→ **WHAT YOU HAVE TO DO**:
Begin at the first line of the items and stop after the line that contains "[(246, 55)]". Copy those lines with "single line" changed to "one line" and nothing else altered.

→ **RECORDS TO USE**:
***

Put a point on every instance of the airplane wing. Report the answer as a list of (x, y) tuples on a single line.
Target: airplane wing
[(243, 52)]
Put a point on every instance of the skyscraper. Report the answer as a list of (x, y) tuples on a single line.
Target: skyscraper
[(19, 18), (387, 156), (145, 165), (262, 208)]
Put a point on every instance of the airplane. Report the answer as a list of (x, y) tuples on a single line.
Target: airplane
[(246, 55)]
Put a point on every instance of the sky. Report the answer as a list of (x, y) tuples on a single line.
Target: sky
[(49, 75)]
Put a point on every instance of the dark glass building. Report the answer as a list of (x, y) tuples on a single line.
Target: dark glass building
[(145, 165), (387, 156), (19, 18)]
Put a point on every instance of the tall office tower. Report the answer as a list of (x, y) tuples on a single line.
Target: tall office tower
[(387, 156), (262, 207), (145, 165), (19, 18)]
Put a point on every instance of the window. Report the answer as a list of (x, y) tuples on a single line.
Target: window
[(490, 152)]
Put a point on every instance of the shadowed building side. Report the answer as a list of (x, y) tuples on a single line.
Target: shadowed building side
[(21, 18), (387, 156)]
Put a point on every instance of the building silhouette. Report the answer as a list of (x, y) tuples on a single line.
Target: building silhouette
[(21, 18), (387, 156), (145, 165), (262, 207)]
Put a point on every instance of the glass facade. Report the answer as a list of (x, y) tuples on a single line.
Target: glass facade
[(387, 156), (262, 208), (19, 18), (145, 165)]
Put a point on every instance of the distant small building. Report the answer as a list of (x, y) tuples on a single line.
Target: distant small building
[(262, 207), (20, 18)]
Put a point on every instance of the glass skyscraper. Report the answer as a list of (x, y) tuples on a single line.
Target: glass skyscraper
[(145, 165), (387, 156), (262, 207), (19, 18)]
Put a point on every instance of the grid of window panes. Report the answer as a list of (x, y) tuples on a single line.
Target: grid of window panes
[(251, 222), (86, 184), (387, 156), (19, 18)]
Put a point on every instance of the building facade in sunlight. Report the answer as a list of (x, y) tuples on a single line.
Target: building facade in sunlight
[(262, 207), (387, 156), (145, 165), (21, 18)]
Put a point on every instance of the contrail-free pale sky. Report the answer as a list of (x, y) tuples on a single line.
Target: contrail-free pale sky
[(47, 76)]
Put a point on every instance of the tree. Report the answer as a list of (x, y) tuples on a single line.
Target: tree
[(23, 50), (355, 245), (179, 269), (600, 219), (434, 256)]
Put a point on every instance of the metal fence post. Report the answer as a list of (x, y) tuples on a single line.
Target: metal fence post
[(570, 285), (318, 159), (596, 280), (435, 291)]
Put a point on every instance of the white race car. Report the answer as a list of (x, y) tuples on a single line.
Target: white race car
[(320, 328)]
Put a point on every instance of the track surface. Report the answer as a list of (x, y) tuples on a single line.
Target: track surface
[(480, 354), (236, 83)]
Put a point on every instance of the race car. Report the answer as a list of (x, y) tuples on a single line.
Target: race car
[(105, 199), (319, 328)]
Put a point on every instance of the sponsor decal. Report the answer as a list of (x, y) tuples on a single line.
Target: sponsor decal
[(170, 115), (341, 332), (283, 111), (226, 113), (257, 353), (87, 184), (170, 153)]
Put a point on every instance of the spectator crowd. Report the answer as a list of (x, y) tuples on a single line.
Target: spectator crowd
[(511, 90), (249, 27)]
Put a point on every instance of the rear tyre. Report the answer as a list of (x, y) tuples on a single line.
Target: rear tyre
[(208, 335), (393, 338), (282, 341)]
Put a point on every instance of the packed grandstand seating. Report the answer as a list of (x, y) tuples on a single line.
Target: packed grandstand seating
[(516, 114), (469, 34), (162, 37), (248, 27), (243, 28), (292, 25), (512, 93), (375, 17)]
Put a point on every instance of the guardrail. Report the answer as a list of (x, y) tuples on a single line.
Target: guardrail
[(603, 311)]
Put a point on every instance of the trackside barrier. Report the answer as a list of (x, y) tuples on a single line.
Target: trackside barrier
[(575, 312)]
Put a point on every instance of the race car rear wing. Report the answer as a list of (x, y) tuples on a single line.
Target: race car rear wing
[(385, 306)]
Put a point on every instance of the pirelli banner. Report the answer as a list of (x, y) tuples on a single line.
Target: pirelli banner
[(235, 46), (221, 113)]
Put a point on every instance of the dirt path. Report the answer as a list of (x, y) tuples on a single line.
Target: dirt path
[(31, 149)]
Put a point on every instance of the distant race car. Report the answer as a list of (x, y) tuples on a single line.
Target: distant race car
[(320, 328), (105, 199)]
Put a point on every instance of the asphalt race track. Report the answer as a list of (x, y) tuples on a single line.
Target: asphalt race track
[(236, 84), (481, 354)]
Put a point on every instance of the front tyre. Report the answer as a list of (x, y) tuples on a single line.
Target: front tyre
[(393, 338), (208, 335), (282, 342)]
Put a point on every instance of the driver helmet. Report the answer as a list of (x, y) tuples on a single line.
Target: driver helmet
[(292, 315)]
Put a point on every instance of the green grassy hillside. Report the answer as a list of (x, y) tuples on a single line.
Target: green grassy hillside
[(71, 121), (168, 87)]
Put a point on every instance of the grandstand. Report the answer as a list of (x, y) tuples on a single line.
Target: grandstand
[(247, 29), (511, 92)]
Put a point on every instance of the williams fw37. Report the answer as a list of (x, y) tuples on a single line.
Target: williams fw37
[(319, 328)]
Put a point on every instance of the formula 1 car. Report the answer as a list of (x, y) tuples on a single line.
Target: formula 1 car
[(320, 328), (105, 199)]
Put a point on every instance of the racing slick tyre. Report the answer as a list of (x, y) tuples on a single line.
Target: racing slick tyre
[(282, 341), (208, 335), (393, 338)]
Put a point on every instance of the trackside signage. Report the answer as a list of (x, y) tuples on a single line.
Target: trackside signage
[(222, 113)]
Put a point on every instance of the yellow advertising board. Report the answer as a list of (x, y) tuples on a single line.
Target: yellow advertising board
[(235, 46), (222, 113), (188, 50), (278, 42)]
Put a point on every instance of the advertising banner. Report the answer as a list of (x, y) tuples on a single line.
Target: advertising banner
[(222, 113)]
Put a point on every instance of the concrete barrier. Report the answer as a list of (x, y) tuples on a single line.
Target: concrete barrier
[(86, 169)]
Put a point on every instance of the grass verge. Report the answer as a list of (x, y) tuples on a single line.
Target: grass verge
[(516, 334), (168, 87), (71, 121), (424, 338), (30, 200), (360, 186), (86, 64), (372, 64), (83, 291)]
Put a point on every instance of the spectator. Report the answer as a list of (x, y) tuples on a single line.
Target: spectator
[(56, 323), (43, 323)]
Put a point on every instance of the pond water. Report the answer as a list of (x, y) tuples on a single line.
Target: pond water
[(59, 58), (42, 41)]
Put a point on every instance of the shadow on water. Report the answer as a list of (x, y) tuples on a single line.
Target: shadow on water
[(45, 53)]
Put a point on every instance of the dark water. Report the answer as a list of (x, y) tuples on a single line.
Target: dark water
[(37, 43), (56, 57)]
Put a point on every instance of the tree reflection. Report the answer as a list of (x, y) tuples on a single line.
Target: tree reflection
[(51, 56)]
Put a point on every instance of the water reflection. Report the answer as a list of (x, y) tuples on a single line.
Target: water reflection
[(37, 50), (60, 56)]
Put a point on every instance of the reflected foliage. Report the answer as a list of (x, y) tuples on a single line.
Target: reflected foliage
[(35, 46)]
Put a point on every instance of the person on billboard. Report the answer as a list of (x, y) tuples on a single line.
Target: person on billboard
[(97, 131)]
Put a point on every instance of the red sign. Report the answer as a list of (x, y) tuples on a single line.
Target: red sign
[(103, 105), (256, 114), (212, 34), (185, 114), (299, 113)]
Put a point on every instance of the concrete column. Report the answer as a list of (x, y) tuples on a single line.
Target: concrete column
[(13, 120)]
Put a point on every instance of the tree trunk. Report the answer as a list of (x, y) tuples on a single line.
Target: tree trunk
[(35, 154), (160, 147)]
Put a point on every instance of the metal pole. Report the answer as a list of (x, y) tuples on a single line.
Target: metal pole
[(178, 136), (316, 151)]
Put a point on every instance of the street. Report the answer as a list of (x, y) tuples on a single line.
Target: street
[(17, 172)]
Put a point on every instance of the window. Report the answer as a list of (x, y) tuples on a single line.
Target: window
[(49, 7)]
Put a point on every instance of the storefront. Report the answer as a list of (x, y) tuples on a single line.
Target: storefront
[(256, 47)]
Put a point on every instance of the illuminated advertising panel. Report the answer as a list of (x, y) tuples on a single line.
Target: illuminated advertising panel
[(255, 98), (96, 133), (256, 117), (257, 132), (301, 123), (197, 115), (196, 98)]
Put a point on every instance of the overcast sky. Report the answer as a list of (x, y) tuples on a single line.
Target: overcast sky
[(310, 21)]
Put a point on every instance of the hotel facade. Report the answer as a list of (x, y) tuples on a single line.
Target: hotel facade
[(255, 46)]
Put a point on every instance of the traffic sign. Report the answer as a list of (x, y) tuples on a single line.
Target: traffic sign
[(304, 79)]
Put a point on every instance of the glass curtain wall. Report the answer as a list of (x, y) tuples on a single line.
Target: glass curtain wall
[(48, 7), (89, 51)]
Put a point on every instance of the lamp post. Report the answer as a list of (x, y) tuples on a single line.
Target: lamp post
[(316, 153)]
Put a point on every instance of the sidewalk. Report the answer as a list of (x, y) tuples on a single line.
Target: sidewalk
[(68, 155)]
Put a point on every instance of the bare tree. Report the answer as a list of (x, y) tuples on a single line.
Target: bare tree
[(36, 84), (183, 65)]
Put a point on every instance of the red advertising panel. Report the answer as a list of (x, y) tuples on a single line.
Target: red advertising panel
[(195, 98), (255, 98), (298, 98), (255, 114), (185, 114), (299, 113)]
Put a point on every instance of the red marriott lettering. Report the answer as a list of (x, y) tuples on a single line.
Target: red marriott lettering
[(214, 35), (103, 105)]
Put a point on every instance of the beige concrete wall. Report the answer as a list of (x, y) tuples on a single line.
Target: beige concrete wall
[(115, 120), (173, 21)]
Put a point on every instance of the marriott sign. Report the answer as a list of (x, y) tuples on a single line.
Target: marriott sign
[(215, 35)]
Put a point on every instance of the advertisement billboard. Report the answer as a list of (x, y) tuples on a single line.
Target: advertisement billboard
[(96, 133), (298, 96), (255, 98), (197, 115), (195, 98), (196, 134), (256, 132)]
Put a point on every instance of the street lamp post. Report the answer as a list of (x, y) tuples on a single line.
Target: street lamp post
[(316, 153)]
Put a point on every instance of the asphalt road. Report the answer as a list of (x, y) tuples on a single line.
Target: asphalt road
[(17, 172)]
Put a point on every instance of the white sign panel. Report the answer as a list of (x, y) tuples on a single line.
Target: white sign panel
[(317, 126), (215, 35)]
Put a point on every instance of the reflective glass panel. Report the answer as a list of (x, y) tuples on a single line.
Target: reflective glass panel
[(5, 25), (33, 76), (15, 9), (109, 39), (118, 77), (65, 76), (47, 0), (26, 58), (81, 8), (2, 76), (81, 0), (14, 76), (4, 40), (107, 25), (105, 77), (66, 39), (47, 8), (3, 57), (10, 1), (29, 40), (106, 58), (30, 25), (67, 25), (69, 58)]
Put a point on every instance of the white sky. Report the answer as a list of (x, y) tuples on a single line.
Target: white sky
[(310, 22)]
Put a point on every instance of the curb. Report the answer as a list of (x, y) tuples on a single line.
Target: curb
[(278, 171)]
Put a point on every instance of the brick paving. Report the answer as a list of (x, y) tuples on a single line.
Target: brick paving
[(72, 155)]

***

→ **TASK SOLUTION**:
Put a point on every instance of the airplane wing. Report the answer as a list of (x, y) tuples on a one line.
Target: airplane wing
[(243, 52)]
Put a point on every instance of the skyscraper. Report the answer as a list of (x, y) tuples on a one line.
Target: skyscraper
[(19, 18), (387, 156), (145, 165), (262, 208)]
Put a point on every instance of the airplane. Report the answer as a list of (x, y) tuples on a one line.
Target: airplane
[(246, 55)]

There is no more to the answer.